**Source document:**
Electrochemical Characterisation of a Real-Time pH Sensor

Wednesday, 27 May 2015: 16:00
Continental Room C (Hilton Chicago)
K. M. Herdman (Maynooth University, Maynooth), F. B. Bolger, N. J. Finnerty, and C. B. Breslin (Maynooth University)
Real-time monitoring of pH levels is important for many reasons.  Abnormal tissue pH is an indicator of altered cellular metabolism in illnesses such as stroke and cancer.  Tumour pH, for example, is more acidic than that of normal tissue in both animals and humans due to elevated levels of anaerobic and aerobic glycolysis in tumours1.  In the brain, the release of neurotransmitters result in a series of metabolic processes causing an influx of various ions that result in pH changes in the surrounding matrix2. Transient local pH changes in the brain are important markers of neuronal activity that can be used to follow metabolic processes which underlie the biological basis of behaviour, learning and memory3.

In this study a carbon paste electrode (CPE) was modified with a quinone containing diazonium salt by electrochemical deposition.  Various deposition conditions were employed to give the optimum and most efficient method.  Shown in Figure 1 is a SEM micrograph of a modified CPE alongside the mechanism for the electrodeposition of the diazonium salt onto the electrode.

Image point grounding data
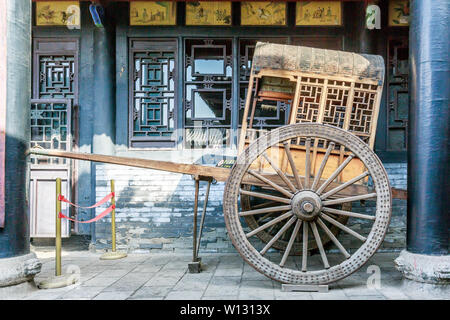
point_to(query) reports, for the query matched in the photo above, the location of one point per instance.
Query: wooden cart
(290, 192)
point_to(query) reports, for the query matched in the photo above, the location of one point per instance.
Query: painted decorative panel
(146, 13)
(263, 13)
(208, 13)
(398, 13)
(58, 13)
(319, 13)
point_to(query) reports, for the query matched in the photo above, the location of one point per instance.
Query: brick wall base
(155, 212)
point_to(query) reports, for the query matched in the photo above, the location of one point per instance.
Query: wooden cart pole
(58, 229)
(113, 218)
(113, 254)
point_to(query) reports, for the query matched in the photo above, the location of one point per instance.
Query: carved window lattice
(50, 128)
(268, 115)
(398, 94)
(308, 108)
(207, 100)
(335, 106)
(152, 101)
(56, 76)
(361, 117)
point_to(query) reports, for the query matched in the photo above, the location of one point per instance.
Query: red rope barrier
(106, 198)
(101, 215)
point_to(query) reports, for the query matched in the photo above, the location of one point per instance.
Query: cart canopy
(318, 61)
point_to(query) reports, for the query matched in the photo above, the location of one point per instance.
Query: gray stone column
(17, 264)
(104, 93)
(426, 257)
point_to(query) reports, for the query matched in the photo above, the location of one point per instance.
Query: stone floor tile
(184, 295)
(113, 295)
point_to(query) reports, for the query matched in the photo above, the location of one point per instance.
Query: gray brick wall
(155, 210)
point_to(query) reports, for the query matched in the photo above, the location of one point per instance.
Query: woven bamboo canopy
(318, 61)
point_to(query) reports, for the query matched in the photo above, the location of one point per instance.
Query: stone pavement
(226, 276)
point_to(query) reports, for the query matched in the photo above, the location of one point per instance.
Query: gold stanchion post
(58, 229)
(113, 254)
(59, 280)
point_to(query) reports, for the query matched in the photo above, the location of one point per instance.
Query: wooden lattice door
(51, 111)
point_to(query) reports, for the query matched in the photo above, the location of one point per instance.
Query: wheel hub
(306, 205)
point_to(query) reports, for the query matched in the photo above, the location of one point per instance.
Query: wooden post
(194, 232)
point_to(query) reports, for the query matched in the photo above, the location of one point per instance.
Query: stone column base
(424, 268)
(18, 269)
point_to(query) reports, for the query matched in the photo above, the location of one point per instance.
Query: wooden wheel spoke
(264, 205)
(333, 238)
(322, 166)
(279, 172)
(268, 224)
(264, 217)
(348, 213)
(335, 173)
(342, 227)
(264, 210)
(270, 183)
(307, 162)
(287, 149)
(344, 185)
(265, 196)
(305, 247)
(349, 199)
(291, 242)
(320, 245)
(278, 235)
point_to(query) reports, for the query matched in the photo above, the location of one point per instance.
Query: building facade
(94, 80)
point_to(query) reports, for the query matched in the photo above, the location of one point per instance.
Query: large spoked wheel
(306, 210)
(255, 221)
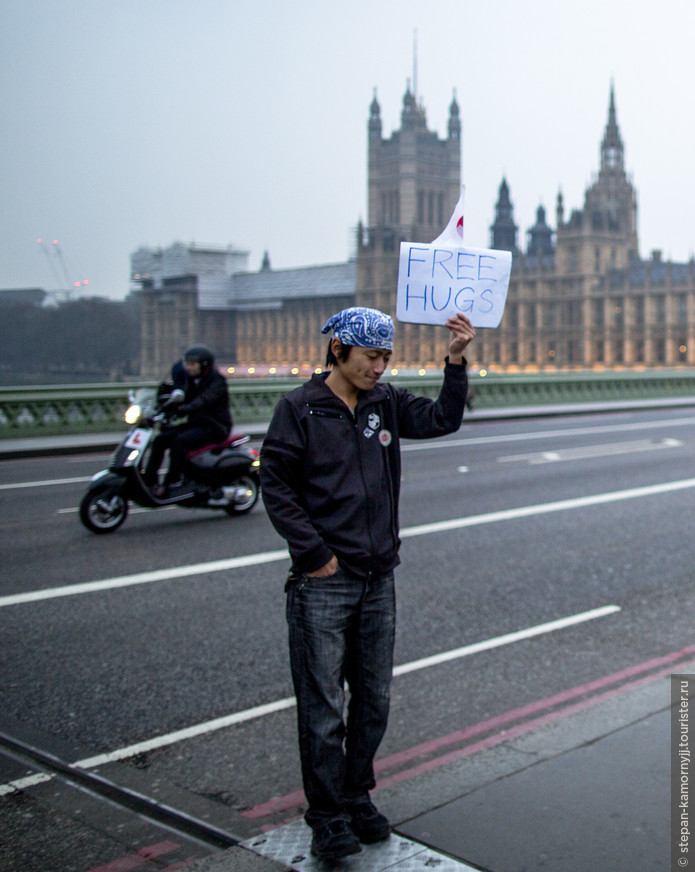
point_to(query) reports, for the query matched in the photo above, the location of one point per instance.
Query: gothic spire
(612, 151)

**Exercise brief:** In the pH sensor abstract, what kind of electrode was modified with a quinone containing diazonium salt? Draw only on the pH sensor abstract, not the listing.

**Response:** A carbon paste electrode (CPE).